▸ What to produce: Output only the lines of the entries that follow, starting at the one with "Target: sun glow behind clouds" and running down to the one with "Annotation task — tag each instance of the formation", both included and unchanged.

▸ Data records:
--*--
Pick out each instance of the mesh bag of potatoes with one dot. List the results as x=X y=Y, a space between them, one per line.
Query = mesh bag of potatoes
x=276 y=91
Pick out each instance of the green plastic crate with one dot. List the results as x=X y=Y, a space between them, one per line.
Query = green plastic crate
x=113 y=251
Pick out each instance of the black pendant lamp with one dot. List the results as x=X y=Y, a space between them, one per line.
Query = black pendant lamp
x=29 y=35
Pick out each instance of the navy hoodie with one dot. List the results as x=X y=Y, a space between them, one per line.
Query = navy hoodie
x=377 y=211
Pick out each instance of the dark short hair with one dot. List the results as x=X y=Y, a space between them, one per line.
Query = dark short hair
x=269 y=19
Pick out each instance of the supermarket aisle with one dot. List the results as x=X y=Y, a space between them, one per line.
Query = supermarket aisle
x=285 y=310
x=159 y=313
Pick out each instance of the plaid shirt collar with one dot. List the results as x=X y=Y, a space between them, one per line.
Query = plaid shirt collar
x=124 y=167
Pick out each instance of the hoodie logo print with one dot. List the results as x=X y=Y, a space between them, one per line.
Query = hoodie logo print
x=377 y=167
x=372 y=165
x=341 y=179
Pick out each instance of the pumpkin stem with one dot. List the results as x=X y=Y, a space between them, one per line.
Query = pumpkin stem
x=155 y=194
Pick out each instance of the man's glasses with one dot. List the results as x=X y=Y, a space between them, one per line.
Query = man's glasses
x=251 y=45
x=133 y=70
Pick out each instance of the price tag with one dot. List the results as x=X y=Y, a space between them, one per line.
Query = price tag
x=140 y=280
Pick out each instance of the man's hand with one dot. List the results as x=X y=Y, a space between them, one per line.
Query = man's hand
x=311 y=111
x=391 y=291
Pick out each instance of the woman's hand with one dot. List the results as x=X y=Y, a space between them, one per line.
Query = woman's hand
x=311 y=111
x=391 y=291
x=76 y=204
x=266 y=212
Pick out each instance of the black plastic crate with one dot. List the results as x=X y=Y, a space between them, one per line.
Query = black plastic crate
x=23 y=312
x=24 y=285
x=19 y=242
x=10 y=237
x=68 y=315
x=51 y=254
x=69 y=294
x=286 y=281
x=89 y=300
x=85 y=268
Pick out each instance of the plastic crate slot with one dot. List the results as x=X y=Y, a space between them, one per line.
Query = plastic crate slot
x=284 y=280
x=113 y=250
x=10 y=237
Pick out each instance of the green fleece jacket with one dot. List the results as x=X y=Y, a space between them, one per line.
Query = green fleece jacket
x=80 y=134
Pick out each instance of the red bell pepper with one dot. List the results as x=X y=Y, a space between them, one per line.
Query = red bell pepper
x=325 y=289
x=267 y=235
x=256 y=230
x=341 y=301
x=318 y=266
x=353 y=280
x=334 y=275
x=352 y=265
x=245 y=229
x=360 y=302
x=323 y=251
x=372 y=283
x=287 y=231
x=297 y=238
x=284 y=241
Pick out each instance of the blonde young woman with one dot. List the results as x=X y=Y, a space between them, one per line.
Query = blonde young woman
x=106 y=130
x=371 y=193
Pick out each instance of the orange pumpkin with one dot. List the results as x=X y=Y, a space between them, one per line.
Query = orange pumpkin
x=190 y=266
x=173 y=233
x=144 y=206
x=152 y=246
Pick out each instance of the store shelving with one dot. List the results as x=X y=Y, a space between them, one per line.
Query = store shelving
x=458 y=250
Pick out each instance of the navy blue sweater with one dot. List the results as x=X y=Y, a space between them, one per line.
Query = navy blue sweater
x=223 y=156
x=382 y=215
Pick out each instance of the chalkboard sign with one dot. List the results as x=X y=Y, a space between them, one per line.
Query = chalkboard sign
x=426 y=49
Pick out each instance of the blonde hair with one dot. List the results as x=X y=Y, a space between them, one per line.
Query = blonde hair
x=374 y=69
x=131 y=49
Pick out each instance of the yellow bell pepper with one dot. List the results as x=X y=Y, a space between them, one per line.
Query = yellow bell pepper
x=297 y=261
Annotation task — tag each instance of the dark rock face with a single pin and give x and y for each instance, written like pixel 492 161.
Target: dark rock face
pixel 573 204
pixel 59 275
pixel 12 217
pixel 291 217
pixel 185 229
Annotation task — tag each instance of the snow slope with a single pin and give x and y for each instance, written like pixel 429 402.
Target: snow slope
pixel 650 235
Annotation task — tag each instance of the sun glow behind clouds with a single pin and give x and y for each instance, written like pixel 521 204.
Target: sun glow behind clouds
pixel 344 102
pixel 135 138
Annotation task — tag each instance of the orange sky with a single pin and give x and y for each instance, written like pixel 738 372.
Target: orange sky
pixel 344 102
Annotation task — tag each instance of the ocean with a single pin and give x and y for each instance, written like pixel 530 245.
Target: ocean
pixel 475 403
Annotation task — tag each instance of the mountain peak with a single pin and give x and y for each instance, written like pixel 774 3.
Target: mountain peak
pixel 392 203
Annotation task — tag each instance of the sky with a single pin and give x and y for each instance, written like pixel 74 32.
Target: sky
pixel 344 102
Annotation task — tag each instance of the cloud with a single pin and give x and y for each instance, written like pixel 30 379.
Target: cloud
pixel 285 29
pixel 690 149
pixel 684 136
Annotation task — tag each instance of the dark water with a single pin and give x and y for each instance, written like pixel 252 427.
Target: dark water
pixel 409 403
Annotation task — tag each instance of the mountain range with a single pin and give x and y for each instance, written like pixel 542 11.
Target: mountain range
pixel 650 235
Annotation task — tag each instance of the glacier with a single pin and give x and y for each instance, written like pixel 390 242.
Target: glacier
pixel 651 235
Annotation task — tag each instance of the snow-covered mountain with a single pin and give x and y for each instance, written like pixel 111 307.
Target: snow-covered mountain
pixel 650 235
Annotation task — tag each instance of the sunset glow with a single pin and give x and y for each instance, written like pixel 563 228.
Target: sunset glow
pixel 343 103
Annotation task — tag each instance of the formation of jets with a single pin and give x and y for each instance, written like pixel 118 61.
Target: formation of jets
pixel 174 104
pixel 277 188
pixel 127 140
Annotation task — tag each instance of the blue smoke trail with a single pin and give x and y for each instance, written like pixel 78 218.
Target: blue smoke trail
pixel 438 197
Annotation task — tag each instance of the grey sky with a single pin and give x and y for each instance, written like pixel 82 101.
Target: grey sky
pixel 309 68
--*--
▸ Answer to the problem:
Target: sun glow behind clouds
pixel 344 102
pixel 135 138
Annotation task — tag each instance of the orange sky with a single pin and give x and y for each instance, written like pixel 738 372.
Target: orange sky
pixel 344 102
Annotation task — tag each instance of the ocean with a single pin and give x and y for each instance, written like pixel 530 245.
Target: ocean
pixel 475 403
Annotation task — tag each instance of the mountain peak with a single pin and give x and y for each instance, written like pixel 774 3.
Target: mountain peak
pixel 392 203
Annotation task — tag each instance of the sky with a single pin and give x and y for each instance, written like pixel 74 32.
Target: sky
pixel 344 102
Annotation task — tag each instance of the cloud with a single pin and give x and y for each instance, written like pixel 30 379.
Target: cloud
pixel 285 29
pixel 690 149
pixel 684 136
Annotation task — tag each instance of the dark water with a single pin and give x and y for each instance, written like pixel 252 427.
Target: dark water
pixel 409 403
Annotation task — tag each instance of the mountain range with a single pin and give x and y for each instance, written like pixel 542 11.
Target: mountain range
pixel 650 235
Annotation task — tag each instance of the glacier with a single pin and give x and y for each instance, written like pixel 390 242.
Target: glacier
pixel 651 235
Annotation task — tag each instance of the snow-covered mountain with a single pin and give x and y for each instance, written like pixel 111 307.
Target: snow-covered mountain
pixel 650 235
Annotation task — tag each instance of the sunset glow with a single pin and give x and y for each instance, written like pixel 563 228.
Target: sunset glow
pixel 343 103
Annotation task — tag each instance of the formation of jets with a single pin and give x and y for each instance, written like pixel 118 61.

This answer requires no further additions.